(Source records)

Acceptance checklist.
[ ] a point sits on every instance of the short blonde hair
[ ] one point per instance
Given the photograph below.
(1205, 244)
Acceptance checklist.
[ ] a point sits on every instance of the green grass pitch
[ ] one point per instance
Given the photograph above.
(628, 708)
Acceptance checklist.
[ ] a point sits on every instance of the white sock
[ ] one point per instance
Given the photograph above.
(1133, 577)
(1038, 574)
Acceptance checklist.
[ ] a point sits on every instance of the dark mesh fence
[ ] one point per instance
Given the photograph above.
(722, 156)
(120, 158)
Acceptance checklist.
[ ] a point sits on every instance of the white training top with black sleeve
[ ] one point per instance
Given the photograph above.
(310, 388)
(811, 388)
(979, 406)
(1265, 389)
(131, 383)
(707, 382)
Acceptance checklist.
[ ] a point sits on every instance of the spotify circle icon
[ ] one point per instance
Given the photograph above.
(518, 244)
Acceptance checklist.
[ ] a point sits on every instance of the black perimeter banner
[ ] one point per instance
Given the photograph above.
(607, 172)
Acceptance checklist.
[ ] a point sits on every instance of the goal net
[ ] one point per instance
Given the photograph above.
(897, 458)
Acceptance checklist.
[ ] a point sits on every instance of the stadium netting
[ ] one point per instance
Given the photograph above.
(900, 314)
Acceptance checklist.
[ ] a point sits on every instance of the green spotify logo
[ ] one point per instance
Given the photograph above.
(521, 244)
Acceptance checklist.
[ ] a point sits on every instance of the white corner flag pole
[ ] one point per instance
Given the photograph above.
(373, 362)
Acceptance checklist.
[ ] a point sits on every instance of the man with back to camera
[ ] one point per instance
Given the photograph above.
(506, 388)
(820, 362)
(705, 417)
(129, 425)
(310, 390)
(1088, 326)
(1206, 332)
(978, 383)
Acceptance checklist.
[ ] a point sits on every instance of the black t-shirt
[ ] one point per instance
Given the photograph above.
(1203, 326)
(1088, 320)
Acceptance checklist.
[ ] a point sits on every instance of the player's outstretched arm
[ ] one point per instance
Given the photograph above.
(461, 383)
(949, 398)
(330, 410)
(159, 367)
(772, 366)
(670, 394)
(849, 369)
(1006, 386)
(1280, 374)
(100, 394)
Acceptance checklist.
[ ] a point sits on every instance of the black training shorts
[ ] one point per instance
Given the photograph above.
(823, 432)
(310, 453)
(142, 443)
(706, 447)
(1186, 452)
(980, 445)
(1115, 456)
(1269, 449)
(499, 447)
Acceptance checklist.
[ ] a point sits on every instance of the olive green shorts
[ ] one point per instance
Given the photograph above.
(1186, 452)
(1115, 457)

Task objective:
Go through the records above and copy each line exactly.

Written reply:
Acceptance checklist.
[ ] a point sits on every instance of the short blonde hair
[ ] one point per instance
Given the photograph below.
(1205, 244)
Acceptance checklist.
[ ] a point sits on every instance of the green grass pitch
[ ] one point per instance
Given the photograph above.
(628, 708)
Acceptance checklist.
[ ] a point sits on every instance of the white sock
[ ] one point per instance
Given the photograph above.
(1133, 577)
(1038, 574)
Acceptance checklist.
[ ] a point sits on every instance of the dark mesh fence
[ ] one point per instance
Given the photograph above.
(722, 156)
(120, 158)
Acceptance checklist.
[ ] a point sits on every instance of the white training top with black sleeve
[ ] one point per instance
Given the photograph above.
(310, 388)
(811, 388)
(979, 406)
(1265, 389)
(131, 383)
(707, 382)
Acceptance checklist.
[ ] a point sits on every instance of the spotify circle icon
[ ] one point per instance
Given the photograph above.
(518, 244)
Acceptance checklist.
[ ] a point sits on every instance of the black perimeter banner
[ ] one point per instance
Given the photograph above.
(607, 172)
Acceptance checklist.
[ ] a point sits on every instance of the goal net
[ ] one point per instance
Given the photograph above.
(897, 458)
Acceptance checklist.
[ ] a point sits on every instance of the stadium netting
[ ] one point per instance
Given the photograph above.
(900, 314)
Acceptance checklist.
[ ] a point sits on every instance of the green spotify logo
[ ] one point per instance
Given the photograph above.
(521, 244)
Acceptance checklist.
[ ] a point sits on every instance of the white corner flag pole
[ ] one point per instance
Given the photograph above.
(373, 362)
Acceptance checklist.
[ ] a point sits on every instance of the man with back to camera
[ ] one point per instance
Given the photograph above.
(506, 388)
(820, 362)
(705, 417)
(129, 425)
(310, 390)
(1088, 326)
(1206, 332)
(978, 383)
Acceptance checklist.
[ ] a point sits on every instance of the black t-shirt
[ ] one point per instance
Given the photograph above.
(1203, 326)
(1088, 320)
Acceptance checklist.
[ ] a point sits on every instance of the player's outstretched arm
[ ] one point per instance
Given the photograph above.
(461, 383)
(949, 398)
(330, 410)
(159, 367)
(772, 366)
(670, 394)
(849, 369)
(1006, 386)
(1280, 374)
(100, 394)
Acceptance checklist.
[ ] a point sits on every instance of the black training shorts
[ ] one point per instance
Given the photograph above.
(823, 432)
(310, 453)
(142, 443)
(706, 447)
(1186, 452)
(980, 445)
(1115, 456)
(1269, 449)
(499, 447)
Acceptance checklist.
[ ] a point sits on every instance of the olive green shorts
[ ] one point per instance
Given the photograph above.
(1186, 452)
(1115, 457)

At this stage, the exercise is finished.